課題の目的: JobRainbowの代表へのインタビュー記事によると、星賢人さんはいつ、誰と「JobRainbow」を設立しましたか。

文書セクション:
-=-=-=-=-

「LGBTQ+」が社会で輝くために

セクシャルマイノリティと企業を繋ぐ「JobRainbow(ジョブレインボー)」 とは?

この記事は約9分で読めます by 宗我部香

6月がLGBTQ+を考える「プライド月間」だとご存知の方も多いと思います。まだ日本では話題に出しづらいということもあるでしょう。自分たちが生きている世の中には、自分の思う「普通」や「常識」が当てはまらないことがあります。そして、インタビュアーである私自身もそのことにようやく気付いた1人でもあります。本記事ではプライド月間に寄せ、3回に分けてLGBTフレンドリーな会社の求人を集めたサイト「JobRainbow(ジョブレインボー)」を運営する代表の賢人さんに、マイノリティであるゆえに大変なことや仕事にまつわる話を中心にお聞きしました。

星賢人(ほし けんと)
1993年千葉県出身。2018年に東京大学大学院情報学環教育部卒。孫正義育英財団財団生(一期生)、板橋区男女平等参画審議会委員。自身が感じた社会的少数派に対する就活に疑問を抱き、企業と当事者をマッチングすべく2016年1月に「JobRainbow(ジョブレインボー)」を姉・真梨子さんと設立。

ジョブレインボー代表の星さんにお伺いします。こんにちは。6月はプライド月間ということで、6月中に星さんのインタビュー記事を303 BOOKSのサイトにアップしたいと思っています。

宗我部

あれ、今303 BOOKSさんのサイトのロゴをレインボーにされていますね。

-=-=-=-=-

検出アノテーション記録
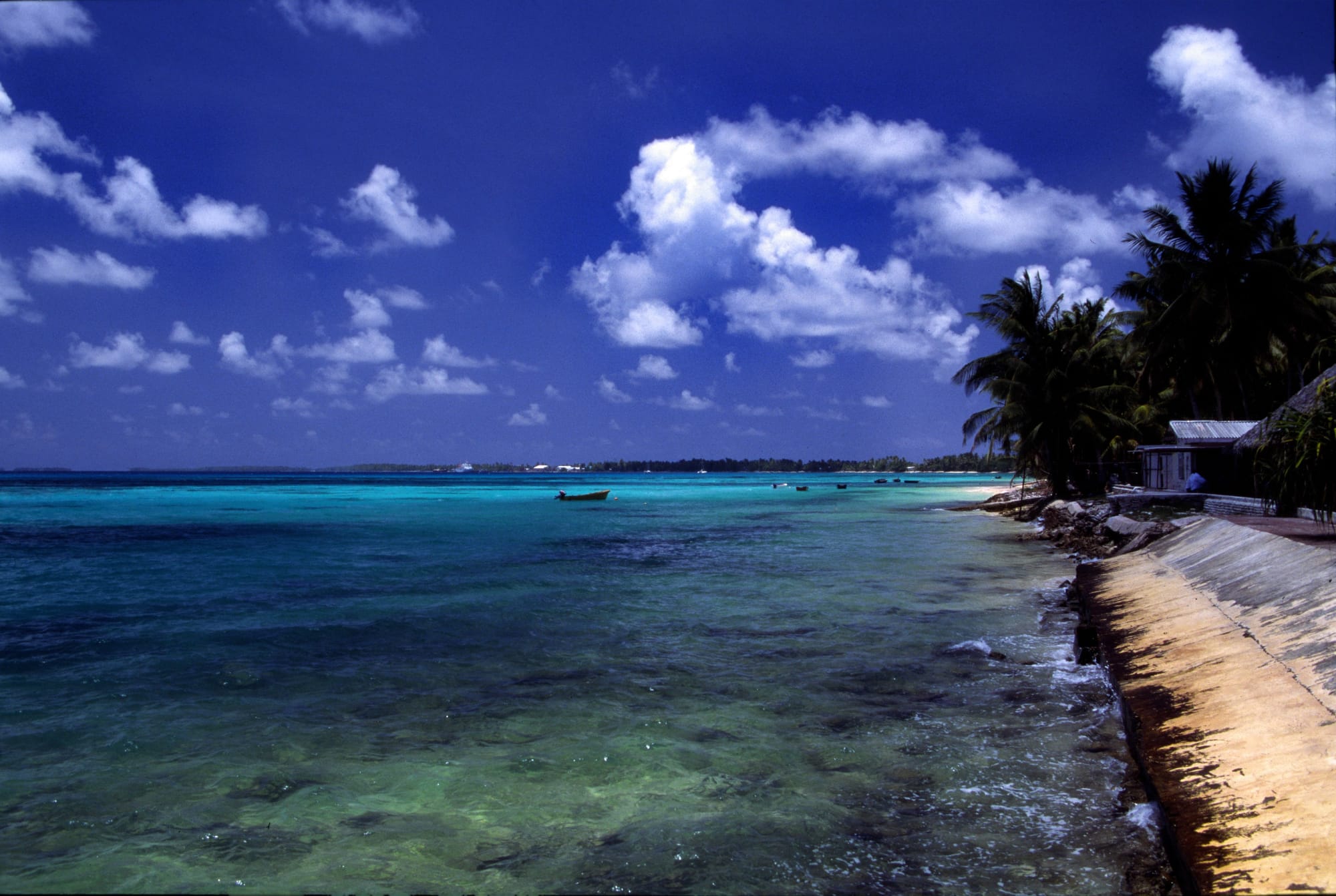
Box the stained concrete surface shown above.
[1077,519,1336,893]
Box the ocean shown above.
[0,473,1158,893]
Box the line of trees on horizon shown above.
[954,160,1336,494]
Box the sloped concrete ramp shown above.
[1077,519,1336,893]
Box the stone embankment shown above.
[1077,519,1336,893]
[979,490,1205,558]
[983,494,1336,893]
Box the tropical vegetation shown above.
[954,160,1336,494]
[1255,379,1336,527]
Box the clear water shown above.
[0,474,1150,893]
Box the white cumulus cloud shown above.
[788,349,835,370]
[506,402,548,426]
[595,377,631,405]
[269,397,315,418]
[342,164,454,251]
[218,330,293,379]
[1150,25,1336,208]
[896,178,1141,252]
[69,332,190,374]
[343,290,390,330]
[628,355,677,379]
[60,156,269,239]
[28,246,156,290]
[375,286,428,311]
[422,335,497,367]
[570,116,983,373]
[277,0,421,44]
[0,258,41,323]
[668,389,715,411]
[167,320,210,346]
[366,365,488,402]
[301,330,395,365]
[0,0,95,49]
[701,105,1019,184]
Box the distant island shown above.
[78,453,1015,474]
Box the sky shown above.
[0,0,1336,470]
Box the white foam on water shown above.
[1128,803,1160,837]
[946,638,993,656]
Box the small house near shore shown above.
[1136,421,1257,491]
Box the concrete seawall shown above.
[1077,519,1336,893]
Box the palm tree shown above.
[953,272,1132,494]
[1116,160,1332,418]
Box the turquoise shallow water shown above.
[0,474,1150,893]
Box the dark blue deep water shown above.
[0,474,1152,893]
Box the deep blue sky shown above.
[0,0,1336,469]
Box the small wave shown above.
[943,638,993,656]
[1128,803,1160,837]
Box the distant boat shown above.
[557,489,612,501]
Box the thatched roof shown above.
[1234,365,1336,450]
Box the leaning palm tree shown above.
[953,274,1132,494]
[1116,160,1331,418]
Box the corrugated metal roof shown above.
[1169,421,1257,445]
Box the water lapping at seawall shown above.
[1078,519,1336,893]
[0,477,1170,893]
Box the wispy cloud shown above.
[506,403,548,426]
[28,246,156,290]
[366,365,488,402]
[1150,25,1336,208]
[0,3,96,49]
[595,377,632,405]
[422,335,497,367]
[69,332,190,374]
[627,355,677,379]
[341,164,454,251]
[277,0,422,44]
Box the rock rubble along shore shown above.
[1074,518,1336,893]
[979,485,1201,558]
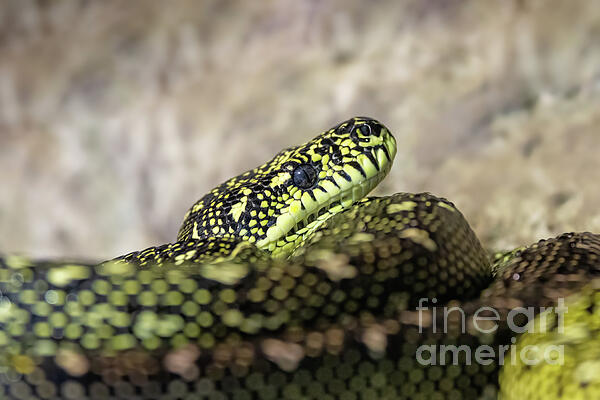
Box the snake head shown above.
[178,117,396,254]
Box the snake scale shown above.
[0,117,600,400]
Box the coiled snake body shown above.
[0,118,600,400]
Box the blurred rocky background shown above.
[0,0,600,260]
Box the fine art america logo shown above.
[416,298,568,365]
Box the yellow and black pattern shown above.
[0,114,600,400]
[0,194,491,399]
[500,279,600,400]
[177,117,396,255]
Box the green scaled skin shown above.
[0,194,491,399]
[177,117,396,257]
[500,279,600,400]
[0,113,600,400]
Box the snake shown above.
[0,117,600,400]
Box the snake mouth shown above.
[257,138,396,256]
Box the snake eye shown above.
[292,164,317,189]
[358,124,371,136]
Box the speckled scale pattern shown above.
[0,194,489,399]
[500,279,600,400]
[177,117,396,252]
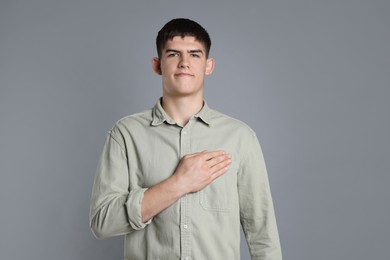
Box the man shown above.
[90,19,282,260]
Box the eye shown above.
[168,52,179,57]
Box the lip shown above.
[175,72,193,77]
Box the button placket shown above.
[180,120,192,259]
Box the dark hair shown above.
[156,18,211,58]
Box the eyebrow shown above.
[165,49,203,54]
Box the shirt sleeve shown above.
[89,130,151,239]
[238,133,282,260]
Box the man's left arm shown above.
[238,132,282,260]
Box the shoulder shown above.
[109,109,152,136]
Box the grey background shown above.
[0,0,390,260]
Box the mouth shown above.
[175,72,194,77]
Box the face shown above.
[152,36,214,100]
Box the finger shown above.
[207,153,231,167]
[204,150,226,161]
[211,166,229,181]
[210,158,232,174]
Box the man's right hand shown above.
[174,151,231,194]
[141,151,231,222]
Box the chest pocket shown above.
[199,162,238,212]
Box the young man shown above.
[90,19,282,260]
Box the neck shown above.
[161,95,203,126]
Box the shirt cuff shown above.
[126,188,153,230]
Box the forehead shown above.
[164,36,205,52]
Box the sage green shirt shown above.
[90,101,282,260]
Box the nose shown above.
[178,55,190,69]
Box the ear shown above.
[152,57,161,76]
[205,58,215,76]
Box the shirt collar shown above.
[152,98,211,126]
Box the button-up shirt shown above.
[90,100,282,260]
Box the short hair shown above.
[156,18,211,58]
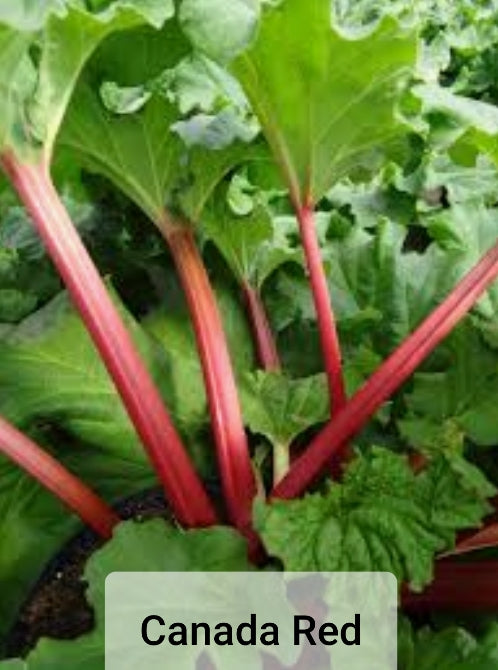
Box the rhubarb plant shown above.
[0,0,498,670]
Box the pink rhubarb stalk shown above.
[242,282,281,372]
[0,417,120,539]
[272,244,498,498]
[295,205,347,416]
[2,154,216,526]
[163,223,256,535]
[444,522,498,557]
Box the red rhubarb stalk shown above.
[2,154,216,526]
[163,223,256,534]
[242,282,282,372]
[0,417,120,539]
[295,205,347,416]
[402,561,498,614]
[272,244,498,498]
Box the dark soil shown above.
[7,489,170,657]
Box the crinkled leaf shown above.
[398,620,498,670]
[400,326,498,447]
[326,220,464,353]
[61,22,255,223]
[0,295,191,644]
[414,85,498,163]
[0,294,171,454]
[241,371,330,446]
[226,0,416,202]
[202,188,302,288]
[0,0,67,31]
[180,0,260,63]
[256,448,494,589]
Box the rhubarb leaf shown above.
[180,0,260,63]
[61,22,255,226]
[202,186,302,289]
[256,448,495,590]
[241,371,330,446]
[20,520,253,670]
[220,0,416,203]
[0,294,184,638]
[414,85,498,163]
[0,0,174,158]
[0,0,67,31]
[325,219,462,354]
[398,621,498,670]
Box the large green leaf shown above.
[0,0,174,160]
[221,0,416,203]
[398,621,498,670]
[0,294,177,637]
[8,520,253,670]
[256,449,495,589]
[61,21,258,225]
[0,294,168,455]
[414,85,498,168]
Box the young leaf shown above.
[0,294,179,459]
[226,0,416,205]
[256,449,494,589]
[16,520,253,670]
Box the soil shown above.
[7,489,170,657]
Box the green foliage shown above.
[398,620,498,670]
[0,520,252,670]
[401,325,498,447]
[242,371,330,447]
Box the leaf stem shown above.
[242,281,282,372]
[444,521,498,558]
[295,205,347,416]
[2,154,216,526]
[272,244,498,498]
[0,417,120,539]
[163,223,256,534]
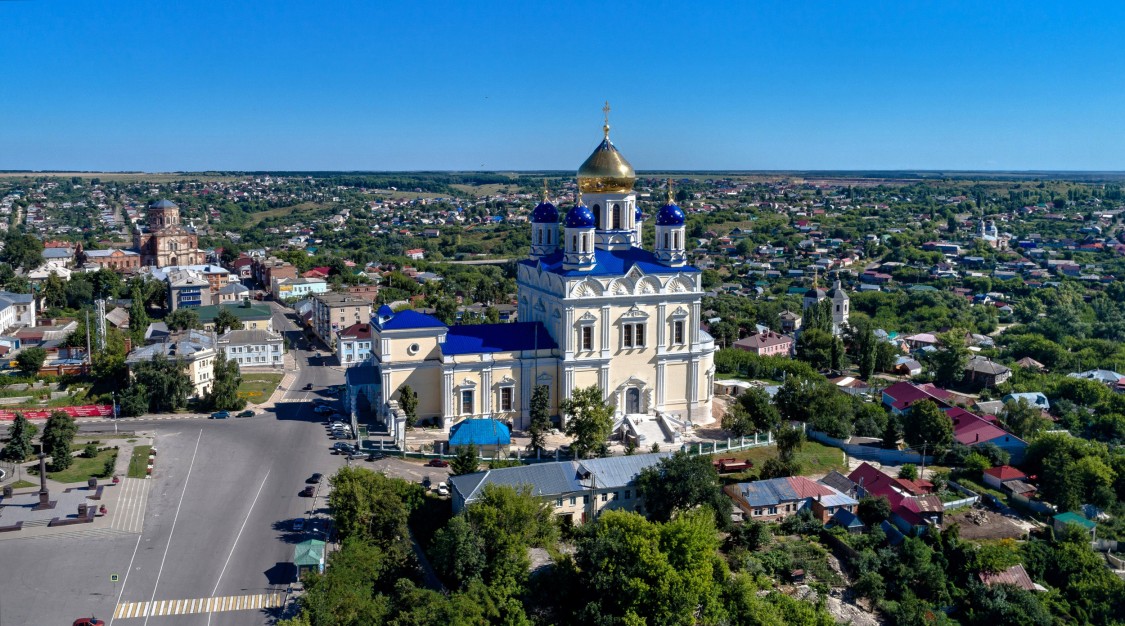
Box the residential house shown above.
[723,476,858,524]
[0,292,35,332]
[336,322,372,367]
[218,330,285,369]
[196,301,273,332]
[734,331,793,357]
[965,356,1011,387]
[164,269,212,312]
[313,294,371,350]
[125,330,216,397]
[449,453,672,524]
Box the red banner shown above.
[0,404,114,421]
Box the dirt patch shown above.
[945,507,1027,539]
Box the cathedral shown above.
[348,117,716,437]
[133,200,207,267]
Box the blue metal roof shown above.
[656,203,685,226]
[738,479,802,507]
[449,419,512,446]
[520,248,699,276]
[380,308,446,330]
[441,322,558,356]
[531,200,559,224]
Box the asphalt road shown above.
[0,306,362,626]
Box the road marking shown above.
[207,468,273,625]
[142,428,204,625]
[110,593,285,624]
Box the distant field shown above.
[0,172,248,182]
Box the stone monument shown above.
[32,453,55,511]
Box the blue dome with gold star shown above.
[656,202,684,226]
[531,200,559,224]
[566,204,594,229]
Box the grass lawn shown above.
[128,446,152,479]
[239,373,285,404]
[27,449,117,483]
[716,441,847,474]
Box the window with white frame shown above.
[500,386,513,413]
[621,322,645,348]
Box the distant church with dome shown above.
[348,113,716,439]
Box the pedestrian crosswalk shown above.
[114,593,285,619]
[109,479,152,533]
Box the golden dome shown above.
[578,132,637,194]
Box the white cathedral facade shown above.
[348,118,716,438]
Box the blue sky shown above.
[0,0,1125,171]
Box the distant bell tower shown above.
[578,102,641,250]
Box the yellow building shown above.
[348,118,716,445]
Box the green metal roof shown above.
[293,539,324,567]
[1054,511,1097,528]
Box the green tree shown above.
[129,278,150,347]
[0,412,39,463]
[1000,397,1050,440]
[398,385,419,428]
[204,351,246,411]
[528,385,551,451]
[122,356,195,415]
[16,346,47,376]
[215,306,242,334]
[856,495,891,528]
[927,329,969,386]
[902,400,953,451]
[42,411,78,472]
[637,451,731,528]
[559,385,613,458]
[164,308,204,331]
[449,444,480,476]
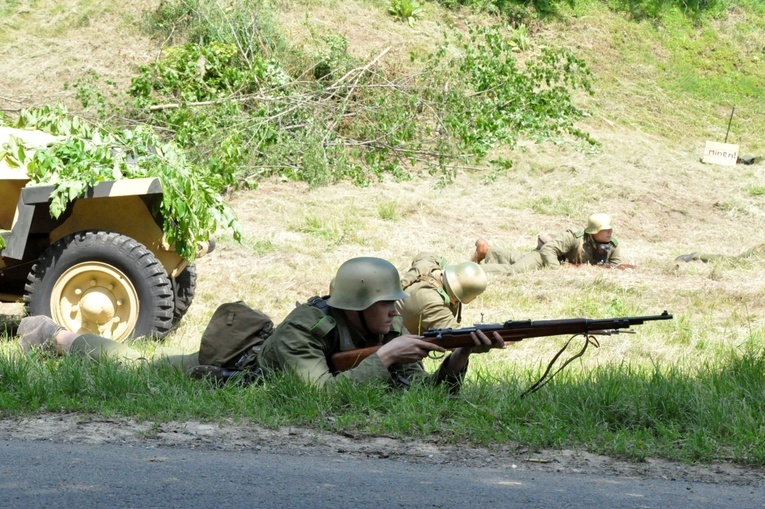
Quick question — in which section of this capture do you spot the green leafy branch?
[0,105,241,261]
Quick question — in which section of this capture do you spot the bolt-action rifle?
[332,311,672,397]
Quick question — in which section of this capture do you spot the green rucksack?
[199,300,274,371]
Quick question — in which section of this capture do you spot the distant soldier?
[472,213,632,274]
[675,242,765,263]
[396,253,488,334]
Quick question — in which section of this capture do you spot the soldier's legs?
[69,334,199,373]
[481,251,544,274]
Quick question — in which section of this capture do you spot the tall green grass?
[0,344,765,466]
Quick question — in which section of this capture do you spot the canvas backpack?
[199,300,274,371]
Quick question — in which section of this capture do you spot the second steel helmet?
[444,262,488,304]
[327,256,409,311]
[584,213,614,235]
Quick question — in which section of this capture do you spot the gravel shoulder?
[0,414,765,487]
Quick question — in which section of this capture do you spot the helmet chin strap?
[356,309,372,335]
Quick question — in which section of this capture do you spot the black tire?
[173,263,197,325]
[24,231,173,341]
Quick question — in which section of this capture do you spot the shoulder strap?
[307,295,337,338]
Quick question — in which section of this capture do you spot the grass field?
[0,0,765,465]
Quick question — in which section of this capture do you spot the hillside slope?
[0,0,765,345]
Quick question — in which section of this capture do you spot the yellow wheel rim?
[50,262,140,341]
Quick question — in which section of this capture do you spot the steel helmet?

-=-=-=-=-

課題の結果: 2016年1月に、姉の真梨子さんと設立しました。